_Conjunto de tareas_.
1. Reproduce sin cambios el fragmento de la columna sobre el procés catalán que empieza en "Bernardo Sartier" y sigue hasta "aceptación del hundimiento.".
2. Duplica línea por línea, sin alterar nada, todas las entradas de datos.

_Texto proporcionado_.
▼

Bernardo Sartier
¡Nos querían envenenar!
¡Coño! Al final tenía razón Aznar: "Antes se romperá Cataluña que España". Le preguntaron a uno del PDCAT si habían sacrificado a Puigdemont y contestó que eso es cosa de la antigüedad, el sacrificio de carneros y cerdos. La invocación al gremio porcino recuerda, más que La caída del Imperio romano, la peli de Anthony Man, a la Caída del Imperio Marrano: "Esto se ha acabado. Vivimos los últimos días de la Cataluña Republicana". El cartón piedra es lo que tiene. Aun así, qué enternecedor soneto derrotista, qué lírica aceptación del hundimiento.
El otro día también preguntaron a Rajoy por el avispero catalán. Mariano hizo suya la cuestión: ¡Buf! Ahí en Cataluña tienen un problema importante, dijo. Es la manera que tiene Mariano de hacer suyas las adversidades, como mirando un paisaje apropiado en la retina, cosa que, por otro lado, le va funcionando de puta madre. El proceso, que no fue más que un picnic político-siquiátrico, no podía tener otro final que el certificado en su magacín por la emperatriz de los negros Ana Rosa Quintana. A Ana Rosa, recuerden, la pillaron otrora tiempo con el carrito de los helados de la autoría fingida, un bodrio titulado Lunas de Hiel que le redactó un negro. O sea que el procés, que fue un colorín televisado similar a Mujeres y Hombres y Viceversa (desconozco quién hacía de cachas descerebrado y quién de monina lerda y cortejada) solo podía finalizar en una especie de De Luxe compactado con bosta. Así o con todos los de Bruselas (Comín, Serret, Ponsatí and Company) subidos a una guagua, como cuando Mac Murphy, en Alguien voló sobre el nido del cuco, robaba un bus escolar y se llevaba los toliños a pasear. Qué escenón.
Al final de la escapada queda la trucada de Puigdemont contra el Estado, como la del buey viejo y enloquecido que escorna contra el vallado. Estremera o mejillones -ni siquiera de batea galega-, ese es el dilema. Hay personas que temen la cárcel. Marañón era una de ellas y Puigdemont otra. Se le nota en ese autotitularse exiliado cuando no es más que un transeúnte erasmus que mantiene abierta la tapa del wáter dónde de giña su miedo carcelario. Mosén Junqueras, en cambio, admite con gallardía el talego y saca músculo con sus días de reclusión, pedigrí sacrificial en el ara del independentismo. Como lo excarcelen, reabren la Plaza de Barcelona, que cerró la CUP, para sacarlo a hombros como a Lagartijo Chico. Pobres porteadores.

▲

_Entradas de datos_.
▼

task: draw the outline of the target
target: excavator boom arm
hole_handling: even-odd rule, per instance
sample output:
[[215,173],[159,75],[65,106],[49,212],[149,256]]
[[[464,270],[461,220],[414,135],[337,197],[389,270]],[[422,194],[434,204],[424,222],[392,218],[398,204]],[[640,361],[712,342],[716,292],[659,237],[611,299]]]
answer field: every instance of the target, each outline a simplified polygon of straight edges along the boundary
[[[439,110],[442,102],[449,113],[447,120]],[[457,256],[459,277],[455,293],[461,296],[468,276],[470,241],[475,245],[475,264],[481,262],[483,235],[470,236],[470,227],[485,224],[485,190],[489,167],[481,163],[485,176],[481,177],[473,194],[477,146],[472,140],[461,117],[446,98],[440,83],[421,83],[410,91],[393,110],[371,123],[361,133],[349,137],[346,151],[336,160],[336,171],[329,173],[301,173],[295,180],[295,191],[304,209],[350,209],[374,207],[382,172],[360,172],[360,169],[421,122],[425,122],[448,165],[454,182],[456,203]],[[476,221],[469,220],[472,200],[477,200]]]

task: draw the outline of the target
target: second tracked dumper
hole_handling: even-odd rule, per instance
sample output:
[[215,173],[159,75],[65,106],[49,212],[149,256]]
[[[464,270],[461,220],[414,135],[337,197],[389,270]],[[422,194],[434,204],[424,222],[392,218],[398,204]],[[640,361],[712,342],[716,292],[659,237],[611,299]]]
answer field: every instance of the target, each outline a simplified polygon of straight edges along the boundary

▲

_Respuestas_.
1.
Bernardo Sartier
¡Nos querían envenenar!
¡Coño! Al final tenía razón Aznar: "Antes se romperá Cataluña que España". Le preguntaron a uno del PDCAT si habían sacrificado a Puigdemont y contestó que eso es cosa de la antigüedad, el sacrificio de carneros y cerdos. La invocación al gremio porcino recuerda, más que La caída del Imperio romano, la peli de Anthony Man, a la Caída del Imperio Marrano: "Esto se ha acabado. Vivimos los últimos días de la Cataluña Republicana". El cartón piedra es lo que tiene. Aun así, qué enternecedor soneto derrotista, qué lírica aceptación del hundimiento.

2.
task: draw the outline of the target
target: excavator boom arm
hole_handling: even-odd rule, per instance
sample output:
[[215,173],[159,75],[65,106],[49,212],[149,256]]
[[[464,270],[461,220],[414,135],[337,197],[389,270]],[[422,194],[434,204],[424,222],[392,218],[398,204]],[[640,361],[712,342],[716,292],[659,237],[611,299]]]
answer field: every instance of the target, each outline a simplified polygon of straight edges along the boundary
[[[439,110],[442,102],[449,113],[447,120]],[[457,256],[459,277],[455,293],[461,296],[468,276],[470,241],[475,245],[475,264],[481,262],[483,235],[470,236],[470,227],[485,224],[485,190],[489,167],[481,163],[485,176],[481,177],[473,194],[477,146],[472,140],[461,117],[446,98],[440,83],[421,83],[410,91],[393,110],[371,123],[361,133],[349,137],[346,151],[336,160],[336,171],[329,173],[301,173],[295,180],[295,191],[304,209],[350,209],[374,207],[382,172],[360,172],[360,169],[421,122],[425,122],[448,165],[454,182],[456,203]],[[476,221],[469,220],[472,200],[477,200]]]

task: draw the outline of the target
target: second tracked dumper
hole_handling: even-odd rule, per instance
sample output:
[[215,173],[159,75],[65,106],[49,212],[149,256]]
[[[464,270],[461,220],[414,135],[337,197],[389,270]],[[422,194],[434,204],[424,222],[392,218],[398,204]],[[640,361],[712,342],[716,292],[659,237],[611,299]]]
answer field: every instance of the target, each outline a simplified polygon of straight edges along the boundary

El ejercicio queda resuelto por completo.